| TASK INSTRUCTIONS |
Take each line in the entries below that holds "vent" and show it.

| INFORMATION |

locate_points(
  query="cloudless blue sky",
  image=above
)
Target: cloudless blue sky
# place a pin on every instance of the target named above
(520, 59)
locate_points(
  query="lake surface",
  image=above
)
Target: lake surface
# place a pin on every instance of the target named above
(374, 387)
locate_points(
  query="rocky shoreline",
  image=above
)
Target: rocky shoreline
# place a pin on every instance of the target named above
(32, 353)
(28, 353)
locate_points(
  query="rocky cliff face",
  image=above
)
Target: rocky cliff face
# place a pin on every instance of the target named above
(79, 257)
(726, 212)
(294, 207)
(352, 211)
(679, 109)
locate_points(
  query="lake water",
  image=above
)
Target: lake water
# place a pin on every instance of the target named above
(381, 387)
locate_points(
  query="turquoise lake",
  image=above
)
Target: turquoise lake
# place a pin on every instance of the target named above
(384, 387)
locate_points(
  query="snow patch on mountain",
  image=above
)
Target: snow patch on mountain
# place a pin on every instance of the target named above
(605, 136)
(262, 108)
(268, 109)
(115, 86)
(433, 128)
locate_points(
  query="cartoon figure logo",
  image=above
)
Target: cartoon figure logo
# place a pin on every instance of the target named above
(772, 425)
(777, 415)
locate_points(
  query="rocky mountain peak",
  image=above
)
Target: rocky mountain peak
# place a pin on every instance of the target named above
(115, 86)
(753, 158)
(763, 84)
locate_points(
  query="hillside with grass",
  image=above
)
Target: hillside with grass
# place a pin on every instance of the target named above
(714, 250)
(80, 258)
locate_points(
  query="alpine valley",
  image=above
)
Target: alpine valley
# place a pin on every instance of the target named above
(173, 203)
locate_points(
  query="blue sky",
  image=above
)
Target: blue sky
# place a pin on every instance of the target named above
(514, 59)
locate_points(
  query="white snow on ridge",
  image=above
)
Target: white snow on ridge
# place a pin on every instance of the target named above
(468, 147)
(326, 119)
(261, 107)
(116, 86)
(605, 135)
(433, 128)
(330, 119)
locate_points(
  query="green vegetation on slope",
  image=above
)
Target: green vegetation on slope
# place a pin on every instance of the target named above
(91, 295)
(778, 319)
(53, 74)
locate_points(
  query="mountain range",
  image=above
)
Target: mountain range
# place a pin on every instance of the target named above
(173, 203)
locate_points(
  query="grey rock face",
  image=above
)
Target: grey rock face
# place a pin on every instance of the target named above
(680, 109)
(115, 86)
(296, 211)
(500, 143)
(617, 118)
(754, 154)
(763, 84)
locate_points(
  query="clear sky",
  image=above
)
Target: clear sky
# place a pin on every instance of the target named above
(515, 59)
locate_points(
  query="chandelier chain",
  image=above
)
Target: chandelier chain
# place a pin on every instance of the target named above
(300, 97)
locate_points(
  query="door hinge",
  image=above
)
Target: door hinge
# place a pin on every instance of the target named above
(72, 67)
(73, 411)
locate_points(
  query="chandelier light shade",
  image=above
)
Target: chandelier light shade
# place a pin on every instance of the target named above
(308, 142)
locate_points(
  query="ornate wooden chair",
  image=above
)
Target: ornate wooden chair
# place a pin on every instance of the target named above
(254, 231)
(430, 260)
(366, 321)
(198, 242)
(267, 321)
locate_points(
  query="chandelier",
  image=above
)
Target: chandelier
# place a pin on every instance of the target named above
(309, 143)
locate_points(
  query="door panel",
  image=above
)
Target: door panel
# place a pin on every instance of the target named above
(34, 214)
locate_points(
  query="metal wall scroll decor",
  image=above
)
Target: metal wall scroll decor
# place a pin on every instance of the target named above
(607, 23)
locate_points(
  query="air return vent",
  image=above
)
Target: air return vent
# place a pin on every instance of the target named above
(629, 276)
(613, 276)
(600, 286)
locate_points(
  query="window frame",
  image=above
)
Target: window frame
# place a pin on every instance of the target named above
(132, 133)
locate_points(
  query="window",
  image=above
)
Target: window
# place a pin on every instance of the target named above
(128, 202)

| TASK RESULT |
  query="air return vent",
Target: air return vent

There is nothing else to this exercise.